# WORK ORDER
Work out how many lines of the data hold the string "black", and reply with that number alone.

# GIVEN RECORDS
────
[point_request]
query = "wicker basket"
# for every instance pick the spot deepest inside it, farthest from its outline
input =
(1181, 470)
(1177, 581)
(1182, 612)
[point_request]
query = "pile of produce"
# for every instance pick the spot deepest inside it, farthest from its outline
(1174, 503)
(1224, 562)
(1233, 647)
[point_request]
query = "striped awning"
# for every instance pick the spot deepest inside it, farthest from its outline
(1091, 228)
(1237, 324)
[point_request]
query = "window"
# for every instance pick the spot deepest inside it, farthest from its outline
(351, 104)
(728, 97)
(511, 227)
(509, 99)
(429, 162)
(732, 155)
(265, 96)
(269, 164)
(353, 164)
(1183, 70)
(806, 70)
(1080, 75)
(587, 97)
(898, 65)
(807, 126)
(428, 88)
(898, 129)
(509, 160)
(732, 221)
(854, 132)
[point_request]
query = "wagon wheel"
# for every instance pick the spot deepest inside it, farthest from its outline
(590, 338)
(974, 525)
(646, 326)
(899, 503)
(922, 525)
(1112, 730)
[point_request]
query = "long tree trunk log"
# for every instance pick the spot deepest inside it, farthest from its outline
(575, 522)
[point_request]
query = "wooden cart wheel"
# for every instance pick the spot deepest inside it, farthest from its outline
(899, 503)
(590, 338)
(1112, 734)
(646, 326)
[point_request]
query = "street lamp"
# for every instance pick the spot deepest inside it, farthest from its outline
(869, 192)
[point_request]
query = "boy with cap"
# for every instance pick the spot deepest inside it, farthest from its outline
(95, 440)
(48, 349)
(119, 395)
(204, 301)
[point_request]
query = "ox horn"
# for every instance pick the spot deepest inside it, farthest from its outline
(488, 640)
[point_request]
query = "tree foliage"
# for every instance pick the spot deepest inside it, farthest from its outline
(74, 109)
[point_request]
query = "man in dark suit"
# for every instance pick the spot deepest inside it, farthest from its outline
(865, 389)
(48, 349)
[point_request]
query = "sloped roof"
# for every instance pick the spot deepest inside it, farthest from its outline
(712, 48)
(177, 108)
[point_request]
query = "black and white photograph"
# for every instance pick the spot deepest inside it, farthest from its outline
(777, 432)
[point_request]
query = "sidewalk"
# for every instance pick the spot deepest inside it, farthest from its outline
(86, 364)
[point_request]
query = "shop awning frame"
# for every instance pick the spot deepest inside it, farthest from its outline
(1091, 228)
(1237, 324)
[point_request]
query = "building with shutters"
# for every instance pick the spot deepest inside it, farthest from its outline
────
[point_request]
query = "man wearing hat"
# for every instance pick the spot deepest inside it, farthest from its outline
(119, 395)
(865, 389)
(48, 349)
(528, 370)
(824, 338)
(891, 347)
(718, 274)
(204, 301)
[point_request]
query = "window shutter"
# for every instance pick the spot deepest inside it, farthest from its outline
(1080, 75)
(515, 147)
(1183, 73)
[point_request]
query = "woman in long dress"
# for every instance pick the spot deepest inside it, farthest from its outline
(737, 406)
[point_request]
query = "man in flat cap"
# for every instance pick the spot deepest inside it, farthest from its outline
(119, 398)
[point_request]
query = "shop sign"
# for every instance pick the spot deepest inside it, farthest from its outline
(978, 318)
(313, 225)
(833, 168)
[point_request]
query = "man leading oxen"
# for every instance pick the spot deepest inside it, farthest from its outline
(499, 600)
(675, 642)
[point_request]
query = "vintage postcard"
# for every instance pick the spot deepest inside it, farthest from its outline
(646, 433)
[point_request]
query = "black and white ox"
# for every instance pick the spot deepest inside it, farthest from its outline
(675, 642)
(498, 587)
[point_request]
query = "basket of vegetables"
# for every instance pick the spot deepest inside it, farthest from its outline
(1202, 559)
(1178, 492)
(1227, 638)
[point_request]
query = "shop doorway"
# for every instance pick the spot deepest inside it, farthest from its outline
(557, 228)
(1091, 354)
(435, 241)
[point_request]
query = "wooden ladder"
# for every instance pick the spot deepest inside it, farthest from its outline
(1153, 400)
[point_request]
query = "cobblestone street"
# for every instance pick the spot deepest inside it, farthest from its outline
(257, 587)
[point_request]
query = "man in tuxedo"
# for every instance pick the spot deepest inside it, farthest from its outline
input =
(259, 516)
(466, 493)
────
# ANSWER SPACE
2